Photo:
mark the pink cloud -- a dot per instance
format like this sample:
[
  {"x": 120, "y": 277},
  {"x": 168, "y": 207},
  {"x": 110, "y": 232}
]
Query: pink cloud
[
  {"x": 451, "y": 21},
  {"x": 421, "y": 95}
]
--
> ASSIGNMENT:
Everything in the material above is to be copied exactly.

> ANSWER BOX:
Photo:
mark the pink cloud -- a dot per instance
format like this sample:
[
  {"x": 120, "y": 277},
  {"x": 168, "y": 207},
  {"x": 110, "y": 232}
]
Query: pink cloud
[
  {"x": 451, "y": 21},
  {"x": 421, "y": 95}
]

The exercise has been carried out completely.